:: Document section ::

As robotics deployment increases, the nature of warehouse jobs is shifting rather than disappearing entirely. Work is evolving to focus more on supervising robots and collaborating with vendors on data capture and insights from the artificial intelligence built into these systems. Miller noted that computer vision technology opens new possibilities for warehouse operations and worker safety.
"There's just a lot more you can do if you have the ability to use computer vision to harness that data," said Sally Miller.
Sally Miller, Global Chief Information Officer at DHL Supply Chain
In sites where robots have been deployed, DHL has observed measurable improvements in worker experience. Robots have dramatically reduced the time warehouse pickers spend walking the floor and have taken on difficult tasks like unloading boxes from trailers on hot days. Miller stated that turnover is lower and onboarding is faster at these locations, and she contends that people prefer to work in sites where technology is deployed.
Steps to Integrate Robotics Into Warehouse Operations
- Task Analysis: Identify manual tasks that are repetitive, physically demanding, or difficult to fill with human workers, such as picking, packaging, or unloading goods from trailers.
- Vendor Evaluation: Work with multiple robotics vendors to reduce dependency on any single startup and ensure continuity if funding or business conditions change.
- Pilot Testing: Test new robotics systems in cordoned-off areas of the warehouse floor before scaling deployment across all global sites to ensure worker safety and system reliability.
- Data Integration: Use enterprise software platforms to connect disparate robotics systems and consolidate data on order picking, shipment confirmation, and inventory tracking in one centralized location.
- Workforce Transition: Retrain workers to supervise robots and work with vendors on capturing insights from AI and computer vision systems embedded in the hardware.
What About the Job Losses?
Miller does not shy away from the reality that robotics reduce labor dependency. When asked directly whether automation cuts jobs, she stated that it does reduce dependency on labor and that anyone claiming otherwise is not being truthful. This candor reflects a broader tension in the industry: automation solves real business problems like labor shortages and high turnover, but it also eliminates positions.

:::
:: Excerpted records ::

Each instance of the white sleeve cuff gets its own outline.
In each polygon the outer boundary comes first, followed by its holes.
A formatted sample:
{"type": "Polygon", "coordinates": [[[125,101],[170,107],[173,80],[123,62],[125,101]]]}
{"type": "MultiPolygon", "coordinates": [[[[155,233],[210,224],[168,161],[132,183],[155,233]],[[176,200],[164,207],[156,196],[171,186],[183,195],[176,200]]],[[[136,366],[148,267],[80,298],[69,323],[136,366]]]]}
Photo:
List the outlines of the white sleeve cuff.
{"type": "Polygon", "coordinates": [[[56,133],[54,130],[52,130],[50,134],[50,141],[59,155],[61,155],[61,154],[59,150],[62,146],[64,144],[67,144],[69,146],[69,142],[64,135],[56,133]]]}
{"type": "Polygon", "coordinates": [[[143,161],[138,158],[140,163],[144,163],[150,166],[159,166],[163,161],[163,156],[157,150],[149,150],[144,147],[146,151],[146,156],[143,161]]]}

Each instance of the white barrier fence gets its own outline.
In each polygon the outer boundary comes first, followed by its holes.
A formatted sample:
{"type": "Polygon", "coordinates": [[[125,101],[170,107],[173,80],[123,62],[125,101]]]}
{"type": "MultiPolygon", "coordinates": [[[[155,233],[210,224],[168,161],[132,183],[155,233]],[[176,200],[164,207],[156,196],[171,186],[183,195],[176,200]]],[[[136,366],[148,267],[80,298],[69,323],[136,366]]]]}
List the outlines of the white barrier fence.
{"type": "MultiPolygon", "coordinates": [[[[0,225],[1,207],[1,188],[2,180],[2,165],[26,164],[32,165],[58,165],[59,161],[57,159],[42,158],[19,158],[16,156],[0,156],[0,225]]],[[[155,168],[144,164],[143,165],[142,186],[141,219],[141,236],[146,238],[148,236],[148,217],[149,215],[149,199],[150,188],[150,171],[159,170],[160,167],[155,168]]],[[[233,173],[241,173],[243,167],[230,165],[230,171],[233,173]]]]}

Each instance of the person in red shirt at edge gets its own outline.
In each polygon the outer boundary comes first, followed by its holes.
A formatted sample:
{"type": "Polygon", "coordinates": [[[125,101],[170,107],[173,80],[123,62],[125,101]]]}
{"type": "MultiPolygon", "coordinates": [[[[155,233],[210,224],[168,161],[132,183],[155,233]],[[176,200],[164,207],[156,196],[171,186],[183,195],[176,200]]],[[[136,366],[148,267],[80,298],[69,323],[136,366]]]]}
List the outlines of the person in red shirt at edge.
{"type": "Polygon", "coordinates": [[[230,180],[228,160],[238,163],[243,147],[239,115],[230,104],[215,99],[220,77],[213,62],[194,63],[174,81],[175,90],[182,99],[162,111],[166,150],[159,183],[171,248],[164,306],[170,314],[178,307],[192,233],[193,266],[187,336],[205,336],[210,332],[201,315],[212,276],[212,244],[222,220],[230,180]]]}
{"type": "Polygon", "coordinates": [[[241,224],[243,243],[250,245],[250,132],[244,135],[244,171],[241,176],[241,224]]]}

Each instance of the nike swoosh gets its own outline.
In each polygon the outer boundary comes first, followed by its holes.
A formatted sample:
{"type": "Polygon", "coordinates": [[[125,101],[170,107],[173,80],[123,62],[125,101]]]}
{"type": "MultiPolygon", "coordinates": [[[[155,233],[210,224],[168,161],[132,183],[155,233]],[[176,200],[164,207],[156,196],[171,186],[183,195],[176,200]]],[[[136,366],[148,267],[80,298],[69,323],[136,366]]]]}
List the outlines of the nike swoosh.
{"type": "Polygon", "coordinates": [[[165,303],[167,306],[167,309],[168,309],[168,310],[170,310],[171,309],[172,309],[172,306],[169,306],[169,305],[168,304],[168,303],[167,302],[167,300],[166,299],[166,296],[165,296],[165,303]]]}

:::

Things to do »
A. In the warehouse robotics text, what did Miller say about turnover and onboarding at sites with robots?
B. Continue the warehouse robotics text from its final sentence.

Answers »
A. Turnover is lower and onboarding is faster at those sites.

B.
The broader robotics investment landscape is substantial. Venture capital funding for robotics startups has risen threefold from 2023 to 2025, and the sector now attracts $40.7 billion in annual investment across the entire industry. However, Miller notes that much of this funding has flowed toward humanoid robots from companies like Tesla, Hyundai, and Boston Dynamics, which have garnered significant media attention. This has diverted some investment away from less glamorous but highly impactful use cases in logistics and manufacturing.
"There's a lot of hype in the market. And yet, with $40.7 billion invested annually in robotics systems, we should see some accidental products come out that can benefit our sites," said Sally Miller.
Sally Miller, Global Chief Information Officer at DHL Supply Chain
DHL's experience offers a real-world case study in how enterprise robotics deployment works at scale. The company has navigated supply chain disruptions including the COVID-19 pandemic, the Russia-Ukraine war, tariff conflicts, and the blockage of the Strait of Hormuz due to the Iran war. Despite these challenges, DHL Group reported a 2% increase in first-quarter revenue in April 2026. Robotics have become a key tool for maintaining operational resilience and managing labor costs in an unpredictable global environment.
As more companies follow DHL's lead, the logistics industry faces a critical inflection point. Automation is solving real operational challenges, but it is also reshaping the workforce in ways that demand careful planning, worker retraining, and honest conversation about the future of manual labor in warehouses and factories.